» RAW DATA:
##############################
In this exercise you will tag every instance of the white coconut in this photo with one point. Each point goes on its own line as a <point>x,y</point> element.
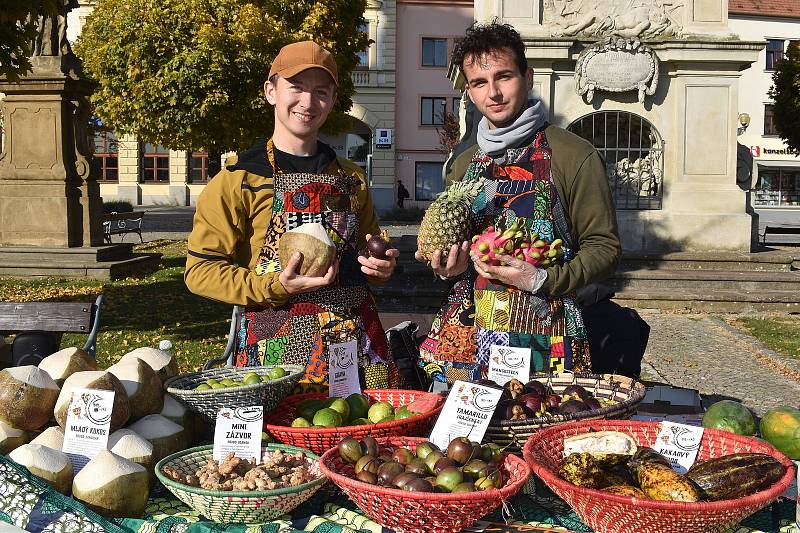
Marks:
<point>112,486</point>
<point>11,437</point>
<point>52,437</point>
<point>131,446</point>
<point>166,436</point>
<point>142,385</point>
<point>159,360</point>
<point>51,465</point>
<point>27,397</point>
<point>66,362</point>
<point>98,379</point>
##############################
Retype the listing above line for line, leaving out the picture.

» COMPLETE OUTPUT:
In this exercise you will tag every instance of the white coconut in this photo with one point. Each point goes on its own line as a <point>x,y</point> element.
Marks:
<point>112,486</point>
<point>11,437</point>
<point>52,437</point>
<point>131,446</point>
<point>166,436</point>
<point>142,385</point>
<point>159,360</point>
<point>51,465</point>
<point>27,397</point>
<point>66,362</point>
<point>98,379</point>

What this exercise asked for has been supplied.